(EXERCISE BRIEF): Copy word for word the part of the rows that opens with the line containing "The query is: white soffit overhang" and runs to the end of the rows, including both the first and last lines.

* * * * * * * * *

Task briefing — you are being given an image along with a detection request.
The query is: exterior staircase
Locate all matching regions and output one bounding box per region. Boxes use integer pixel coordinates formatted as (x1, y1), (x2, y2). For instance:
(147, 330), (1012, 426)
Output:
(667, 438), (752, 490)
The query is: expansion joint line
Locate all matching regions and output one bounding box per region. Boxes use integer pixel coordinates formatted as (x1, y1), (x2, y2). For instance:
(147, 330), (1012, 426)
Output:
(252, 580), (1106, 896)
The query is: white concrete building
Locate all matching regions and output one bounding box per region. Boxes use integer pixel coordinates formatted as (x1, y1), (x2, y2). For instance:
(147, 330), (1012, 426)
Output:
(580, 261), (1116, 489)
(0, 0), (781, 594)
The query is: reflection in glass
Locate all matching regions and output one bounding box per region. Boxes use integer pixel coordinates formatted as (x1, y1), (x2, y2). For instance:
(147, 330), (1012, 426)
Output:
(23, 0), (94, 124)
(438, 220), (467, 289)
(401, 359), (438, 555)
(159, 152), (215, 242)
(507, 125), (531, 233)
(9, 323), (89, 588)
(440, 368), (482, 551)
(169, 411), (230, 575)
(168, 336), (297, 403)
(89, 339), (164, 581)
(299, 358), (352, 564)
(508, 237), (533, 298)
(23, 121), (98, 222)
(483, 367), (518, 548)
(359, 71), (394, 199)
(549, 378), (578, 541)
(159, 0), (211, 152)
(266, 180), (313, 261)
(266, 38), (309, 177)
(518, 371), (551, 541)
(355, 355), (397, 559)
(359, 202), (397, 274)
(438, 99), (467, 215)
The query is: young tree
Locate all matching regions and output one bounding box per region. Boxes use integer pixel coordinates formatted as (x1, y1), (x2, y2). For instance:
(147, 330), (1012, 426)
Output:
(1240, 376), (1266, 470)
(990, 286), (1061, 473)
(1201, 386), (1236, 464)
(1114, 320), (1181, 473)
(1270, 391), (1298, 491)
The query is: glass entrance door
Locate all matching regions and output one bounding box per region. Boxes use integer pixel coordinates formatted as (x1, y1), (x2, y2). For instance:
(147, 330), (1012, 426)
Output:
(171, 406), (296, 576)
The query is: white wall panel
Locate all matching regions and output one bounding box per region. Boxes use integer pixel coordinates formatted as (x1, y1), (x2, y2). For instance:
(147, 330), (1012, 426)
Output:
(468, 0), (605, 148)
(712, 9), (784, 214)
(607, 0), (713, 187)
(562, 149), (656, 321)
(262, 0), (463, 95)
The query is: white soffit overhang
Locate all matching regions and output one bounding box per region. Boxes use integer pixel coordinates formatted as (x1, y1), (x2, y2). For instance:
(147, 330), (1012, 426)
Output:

* * * * * * * * *

(FULL SOLUTION):
The query is: white soffit overhang
Locate all matching regions and output one bounding box per region. Boxes use integer pixel coordinates formatted as (x1, y1), (x2, y2). For instance:
(147, 330), (1012, 426)
Output:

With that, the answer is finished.